▸ Task details
Copy out, unchanged, the part of the rows below that opens with the line containing "Would you mind pinning the small rock" and runs through the last of the rows, including both ends.

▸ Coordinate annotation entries
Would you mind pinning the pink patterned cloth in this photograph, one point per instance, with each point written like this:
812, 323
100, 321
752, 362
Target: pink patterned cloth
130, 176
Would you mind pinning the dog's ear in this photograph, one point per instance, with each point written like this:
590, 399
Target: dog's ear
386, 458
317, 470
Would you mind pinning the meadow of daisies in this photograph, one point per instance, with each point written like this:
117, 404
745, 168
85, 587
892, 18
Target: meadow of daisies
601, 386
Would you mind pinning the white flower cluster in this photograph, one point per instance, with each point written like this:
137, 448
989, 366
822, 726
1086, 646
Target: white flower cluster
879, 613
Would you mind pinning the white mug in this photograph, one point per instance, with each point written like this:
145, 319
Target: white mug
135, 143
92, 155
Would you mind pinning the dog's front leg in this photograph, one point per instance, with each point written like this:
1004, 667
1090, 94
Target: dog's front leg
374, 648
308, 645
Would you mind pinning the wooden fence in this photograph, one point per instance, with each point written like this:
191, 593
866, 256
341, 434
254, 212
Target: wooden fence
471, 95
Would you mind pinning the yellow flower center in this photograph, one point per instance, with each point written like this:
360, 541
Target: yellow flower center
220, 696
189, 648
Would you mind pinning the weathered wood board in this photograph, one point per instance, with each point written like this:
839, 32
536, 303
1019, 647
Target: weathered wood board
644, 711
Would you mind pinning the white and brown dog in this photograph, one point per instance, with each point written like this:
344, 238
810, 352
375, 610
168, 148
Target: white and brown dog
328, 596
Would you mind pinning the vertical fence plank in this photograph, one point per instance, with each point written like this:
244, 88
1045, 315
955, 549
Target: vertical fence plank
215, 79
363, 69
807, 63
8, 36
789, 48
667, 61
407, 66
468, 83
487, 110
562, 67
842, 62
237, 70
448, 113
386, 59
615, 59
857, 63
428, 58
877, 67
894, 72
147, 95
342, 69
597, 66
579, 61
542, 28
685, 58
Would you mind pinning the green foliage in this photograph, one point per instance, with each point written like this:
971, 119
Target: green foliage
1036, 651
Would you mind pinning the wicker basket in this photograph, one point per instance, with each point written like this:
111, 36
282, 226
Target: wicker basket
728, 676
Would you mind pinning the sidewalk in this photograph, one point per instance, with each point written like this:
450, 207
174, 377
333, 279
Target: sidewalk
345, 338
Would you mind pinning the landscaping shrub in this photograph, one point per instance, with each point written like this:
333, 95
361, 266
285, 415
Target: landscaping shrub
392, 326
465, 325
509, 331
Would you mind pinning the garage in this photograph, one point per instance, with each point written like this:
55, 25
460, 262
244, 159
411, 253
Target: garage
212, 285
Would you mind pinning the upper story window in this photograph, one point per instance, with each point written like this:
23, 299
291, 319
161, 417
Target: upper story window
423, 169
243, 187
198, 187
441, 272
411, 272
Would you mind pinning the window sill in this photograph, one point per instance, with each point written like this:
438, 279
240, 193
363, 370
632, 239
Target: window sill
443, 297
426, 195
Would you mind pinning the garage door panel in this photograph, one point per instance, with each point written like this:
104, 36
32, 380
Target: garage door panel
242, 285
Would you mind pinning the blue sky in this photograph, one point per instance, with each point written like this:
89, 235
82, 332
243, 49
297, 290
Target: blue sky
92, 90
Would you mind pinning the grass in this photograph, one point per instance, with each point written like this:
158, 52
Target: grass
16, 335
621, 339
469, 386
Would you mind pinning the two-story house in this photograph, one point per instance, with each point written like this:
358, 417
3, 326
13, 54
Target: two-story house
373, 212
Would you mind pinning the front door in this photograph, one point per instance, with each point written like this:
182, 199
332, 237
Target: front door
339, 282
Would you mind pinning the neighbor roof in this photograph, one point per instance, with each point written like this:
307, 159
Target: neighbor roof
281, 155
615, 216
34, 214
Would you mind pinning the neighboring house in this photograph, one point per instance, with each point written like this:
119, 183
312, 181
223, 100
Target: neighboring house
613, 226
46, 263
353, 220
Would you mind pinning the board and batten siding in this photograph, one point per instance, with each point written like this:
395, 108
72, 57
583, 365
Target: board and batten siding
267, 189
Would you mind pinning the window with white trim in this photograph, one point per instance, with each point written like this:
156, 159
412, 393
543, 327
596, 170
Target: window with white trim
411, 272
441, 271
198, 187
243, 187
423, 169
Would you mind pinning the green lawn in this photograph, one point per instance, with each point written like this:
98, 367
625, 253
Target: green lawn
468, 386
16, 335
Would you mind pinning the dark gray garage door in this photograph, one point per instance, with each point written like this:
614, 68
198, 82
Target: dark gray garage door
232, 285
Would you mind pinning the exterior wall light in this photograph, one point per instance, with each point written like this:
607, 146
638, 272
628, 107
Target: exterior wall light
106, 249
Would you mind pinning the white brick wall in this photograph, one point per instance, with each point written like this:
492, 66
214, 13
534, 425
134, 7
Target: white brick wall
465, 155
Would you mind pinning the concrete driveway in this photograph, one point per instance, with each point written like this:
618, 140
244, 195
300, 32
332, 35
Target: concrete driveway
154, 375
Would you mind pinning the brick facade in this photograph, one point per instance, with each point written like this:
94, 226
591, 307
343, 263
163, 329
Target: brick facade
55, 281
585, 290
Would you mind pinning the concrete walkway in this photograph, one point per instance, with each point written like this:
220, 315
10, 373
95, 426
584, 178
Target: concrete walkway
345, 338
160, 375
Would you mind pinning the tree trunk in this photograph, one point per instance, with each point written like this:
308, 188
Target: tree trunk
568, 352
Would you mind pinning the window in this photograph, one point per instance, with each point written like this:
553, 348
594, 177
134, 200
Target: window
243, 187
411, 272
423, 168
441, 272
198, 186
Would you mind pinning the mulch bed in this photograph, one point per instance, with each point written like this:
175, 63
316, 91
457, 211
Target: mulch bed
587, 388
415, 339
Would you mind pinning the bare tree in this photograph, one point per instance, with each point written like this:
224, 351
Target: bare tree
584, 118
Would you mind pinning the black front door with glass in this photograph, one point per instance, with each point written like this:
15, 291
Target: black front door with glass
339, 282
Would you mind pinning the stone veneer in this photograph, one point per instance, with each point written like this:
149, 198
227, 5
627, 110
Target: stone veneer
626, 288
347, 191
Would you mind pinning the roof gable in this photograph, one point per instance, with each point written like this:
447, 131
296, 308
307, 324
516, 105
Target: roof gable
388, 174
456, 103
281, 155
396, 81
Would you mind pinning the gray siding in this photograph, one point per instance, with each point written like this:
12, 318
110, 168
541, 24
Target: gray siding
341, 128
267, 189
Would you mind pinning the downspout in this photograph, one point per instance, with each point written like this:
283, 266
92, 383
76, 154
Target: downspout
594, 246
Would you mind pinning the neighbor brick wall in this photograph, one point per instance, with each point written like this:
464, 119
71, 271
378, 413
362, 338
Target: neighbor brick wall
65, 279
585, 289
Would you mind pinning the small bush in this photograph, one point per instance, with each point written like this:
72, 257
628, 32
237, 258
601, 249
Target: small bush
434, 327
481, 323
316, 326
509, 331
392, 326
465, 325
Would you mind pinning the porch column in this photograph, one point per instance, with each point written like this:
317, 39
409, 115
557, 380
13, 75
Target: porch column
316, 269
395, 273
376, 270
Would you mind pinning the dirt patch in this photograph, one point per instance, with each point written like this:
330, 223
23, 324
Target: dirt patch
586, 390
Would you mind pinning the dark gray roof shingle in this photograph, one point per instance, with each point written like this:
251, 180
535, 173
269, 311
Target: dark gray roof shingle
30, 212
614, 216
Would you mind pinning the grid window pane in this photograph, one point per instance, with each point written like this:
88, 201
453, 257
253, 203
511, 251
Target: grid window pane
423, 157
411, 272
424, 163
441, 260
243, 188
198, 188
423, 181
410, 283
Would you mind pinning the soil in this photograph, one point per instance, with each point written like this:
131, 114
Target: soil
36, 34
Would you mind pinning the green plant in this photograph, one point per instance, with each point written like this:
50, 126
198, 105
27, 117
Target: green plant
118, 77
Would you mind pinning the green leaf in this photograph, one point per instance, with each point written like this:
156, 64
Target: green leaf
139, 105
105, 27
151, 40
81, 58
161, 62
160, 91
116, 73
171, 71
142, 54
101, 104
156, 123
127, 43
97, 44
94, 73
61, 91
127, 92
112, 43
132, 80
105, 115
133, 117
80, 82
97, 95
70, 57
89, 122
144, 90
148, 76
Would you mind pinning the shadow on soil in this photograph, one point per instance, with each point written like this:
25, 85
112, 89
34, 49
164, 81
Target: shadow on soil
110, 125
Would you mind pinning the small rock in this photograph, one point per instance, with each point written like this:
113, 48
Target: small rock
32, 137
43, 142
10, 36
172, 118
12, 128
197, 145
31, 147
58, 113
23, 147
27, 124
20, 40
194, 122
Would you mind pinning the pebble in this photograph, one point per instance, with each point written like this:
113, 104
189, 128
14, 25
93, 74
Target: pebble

▸ Correct response
Would you mind pinning the small rock in this photograph, one point per instance, with each point written like this:
113, 48
Target: small rock
32, 137
43, 142
10, 36
172, 118
12, 128
197, 145
31, 147
58, 113
23, 147
27, 124
20, 40
194, 122
Would you mind pinning the pebble in this photograph, one point per instance, with each point written like this:
113, 104
189, 128
14, 25
93, 74
Target: pebble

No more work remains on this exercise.